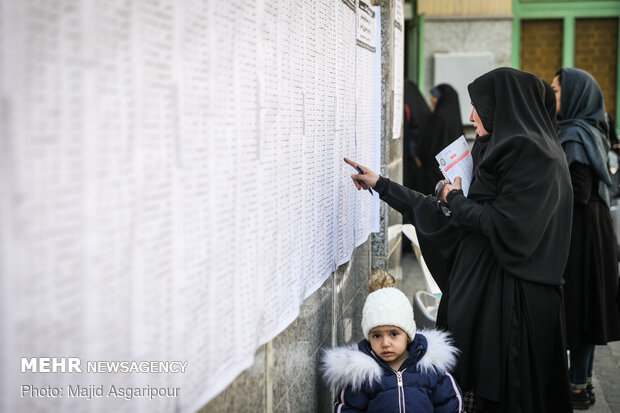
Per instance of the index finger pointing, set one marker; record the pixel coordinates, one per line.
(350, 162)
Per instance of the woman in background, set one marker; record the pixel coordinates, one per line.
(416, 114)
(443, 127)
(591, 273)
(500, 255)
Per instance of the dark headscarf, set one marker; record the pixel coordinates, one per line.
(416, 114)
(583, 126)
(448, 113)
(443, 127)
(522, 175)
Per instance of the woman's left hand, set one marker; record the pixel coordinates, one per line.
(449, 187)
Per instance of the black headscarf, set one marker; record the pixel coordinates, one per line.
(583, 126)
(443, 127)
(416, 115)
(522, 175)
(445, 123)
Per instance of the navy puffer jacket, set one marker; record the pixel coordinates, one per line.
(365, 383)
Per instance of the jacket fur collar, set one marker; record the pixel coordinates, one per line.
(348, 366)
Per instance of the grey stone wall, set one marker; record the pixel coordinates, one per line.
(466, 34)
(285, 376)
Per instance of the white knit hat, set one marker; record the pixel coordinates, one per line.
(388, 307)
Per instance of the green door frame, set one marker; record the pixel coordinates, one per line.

☆ ☆ ☆ ☆ ☆ ☆ ☆

### Brief
Leave the images out and give the rest of the data again exactly.

### Response box
Per instance of the index finger pointing, set one marker; record the pixel coordinates, one per line.
(350, 162)
Per instance of the woman in background, set one marker; record the pixel coordinates, one per line.
(416, 114)
(443, 127)
(591, 273)
(500, 255)
Per instance of the dark headscarf, set one marker; record the pixel coordinates, one per line.
(416, 114)
(583, 126)
(448, 113)
(443, 127)
(522, 175)
Per instance of the woman's left hand, set one marker; record the pixel coordinates, one per line.
(449, 187)
Per instance of the black headscarf, set one marker; record the pixel coordinates, one per line.
(583, 126)
(443, 127)
(416, 115)
(522, 175)
(445, 123)
Per instance of the navy puffer jacket, set one marker; record the pixel coordinates, one per line.
(365, 383)
Per instance of the jacket fur collar, set one marker; record the pixel coordinates, one per line.
(348, 366)
Per instance of the grey stone wall, set one marker; record the pixel coordinates, one per line.
(466, 34)
(285, 376)
Per instance of the white knit hat, set one marker; record the pixel coordinates, one per line.
(388, 307)
Per instance of the green door frame, set one marker; record the pixel coordinates, one per line.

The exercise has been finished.